CA Toulouse, 3e ch., 10 juillet 2025, n° 24/03374

TOULOUSE

Arrêt

Autre

CA Toulouse n° 24/03374

10 juillet 2025

10/07/2025

ARRÊT N° 382/2025

N° RG 24/03374 - N° Portalis DBVI-V-B7I-QRCS

EV/KM

Décision déférée du 01 Octobre 2024

Juge de la mise en état de [Localité 8]

23/00861

MARFAING

S.A. GAN ASSURANCES

S.A.R.L. COMATRA

C/

S.A. CAMCA ASSURANCE

CONFIRMATION

Grosse délivrée

le

à

REPUBLIQUE FRANCAISE

AU NOM DU PEUPLE FRANCAIS

***

COUR D'APPEL DE TOULOUSE

3ème chambre

***

ARRÊT DU DIX JUILLET DEUX MILLE VINGT CINQ

***

APPELANTEES

S.A. GAN ASSURANCES RCS de Paris

[Adresse 5]

[Localité 4]

Représentée par Me Corine CABALET de la SELARL SELARL TERRACOL-CABALET AVOCATS, avocat au barreau de TOULOUSE

S.A.R.L. COMATRA RCS de [Localité 8]

[Adresse 7]

[Localité 1]

Représentée par Me Corine CABALET de la SELARL SELARL TERRACOL-CABALET AVOCATS, avocat au barreau de TOULOUSE

INTIMEE

S.A. CAMCA ASSURANCE Représentée par son mandataire COMPAGNIE EUROPEENNE DE GARANTIES ET CAUTIONS (CEGC) SA immatriculée au RCS de [Localité 9] sous le numéro 382 506 079, dont le siège social est [Adresse 3].

[Adresse 6]

[Localité 2]

Représentée par Me Jannick CHEZE de la SCP VINCENT-CHEZE, avocat postulant au barreau de TOULOUSE et par Me Arnaud JULIEN de la SELARL JH AVOCATS, avocat plaidant au barreau de MONTPELLIER

COMPOSITION DE LA COUR

Après audition du rapport, l'affaire a été débattue le 30 Avril 2025 en audience publique, devant la Cour composée de :

E. VET, conseiller faisant fonction de président

P. BALISTA, conseiller

S. GAUMET, conseiller

qui en ont délibéré.

Greffière, lors des débats : I. ANGER

ARRET :

- CONTRADICTOIRE

- prononcé publiquement par mise à disposition au greffe après avis aux parties

- signé par E. VET, président, et par I. ANGER, greffière de chambre.

Par contrat de construction de maison individuelle du 11 décembre 2004, M. [K] [D] a confié à la SAS Sici Maisons d'en France, la construction d'une maison d'habitation .

La SA Camca Assurance était l'assureur dommages-ouvrage du maître de l'ouvrage.

La SAS Sici Maisons d'en France a confié les travaux de terrassement et gros 'uvre à la SARL Comatra, assurée auprès de la SA Gan Assurances.

M. [U], assuré auprès de la Maaf Assurances a réalisé les enduits extérieurs en qualité de sous-traitant.

Les travaux ont été réceptionnés le 23 avril 2007.

Le 20 février 2017, M. [D] a déclaré à son assureur dommages-ouvrage des désordres consistant en des fissures.

◆ **DONNÉES FOURNIES**:

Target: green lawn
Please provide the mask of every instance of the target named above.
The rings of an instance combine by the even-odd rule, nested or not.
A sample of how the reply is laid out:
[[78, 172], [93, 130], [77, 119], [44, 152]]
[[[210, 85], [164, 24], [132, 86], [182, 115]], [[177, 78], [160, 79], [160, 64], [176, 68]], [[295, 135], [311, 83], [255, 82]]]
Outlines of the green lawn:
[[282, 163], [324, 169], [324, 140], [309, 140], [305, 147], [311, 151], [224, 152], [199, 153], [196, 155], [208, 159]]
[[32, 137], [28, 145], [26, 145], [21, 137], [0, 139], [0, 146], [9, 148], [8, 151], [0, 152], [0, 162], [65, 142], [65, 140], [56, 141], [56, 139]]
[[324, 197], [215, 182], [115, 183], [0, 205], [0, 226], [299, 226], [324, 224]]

◆ **CONSIGNES**:
1. Dites si chacune des affirmations suivantes est conforme à l'arrêt, en répondant par oui ou par non et en citant mot pour mot le passage qui tranche. (a) Les travaux ont été réceptionnés en 2007. (b) La SARL Comatra était assurée auprès de la Maaf Assurances. (c) L'affaire a été débattue en audience publique le 30 avril 2025.
2. Rédigez la suite de l'arrêt de la cour d'appel de Toulouse à partir de la dernière phrase reproduite.

◆ **CORRIGÉ**:
1.
(a) Oui : « Les travaux ont été réceptionnés le 23 avril 2007. »
(b) Non : « la SARL Comatra, assurée auprès de la SA Gan Assurances »
(c) Oui : « l'affaire a été débattue le 30 Avril 2025 en audience publique »

2.
Par ordonnance de référé du 30 mai 2017, une expertise a été ordonnée.

Selon quittance subrogative dommages-ouvrage du 20 novembre 2017, la SA Camca Assurance a versé au maître de l'ouvrage la somme de 19'686,25 € au titre de la garantie dommages-ouvrage.

Par acte du 2 août 2023, la SA Camca Assurance a fait assigner la SARL Comatra et la SA Gan Assurances devant le tribunal judiciaire de Foix aux fins d'obtenir leur condamnation in solidum à lui verser la somme de 17'105,88 €.

Par conclusions d'incident du 22 mai 2024, les défenderesses ont saisi le juge de la mise en état du tribunal judiciaire de Foix afin de voir déclarer l'action de la SA

Camca Assurance irrecevable comme prescrite.

Par ordonnance du 1er octobre 2024, le juge de la mise en état a :

' rejeté la fin de non-recevoir soulevée par la SARL Comatra et la SA Gan Assurances ,

' condamné la SARL Comatra et la SA Gan Assurances aux dépens,

' condamné in solidum la SARL Comatra et la SA Gan Assurances à payer à la SA Camca Assurance 1000 € en application de l'article 700 du code de procédure civile,

' renvoyé l'affaire à l'audience de mise en état du 19 novembre 2024,

' rappelé que l'ordonnance est assortie de l'exécution provisoire de plein droit.

Par déclaration du 11 octobre 2024, la SARL Comatra et la SA Gan Assurances ont formé appel de la décision.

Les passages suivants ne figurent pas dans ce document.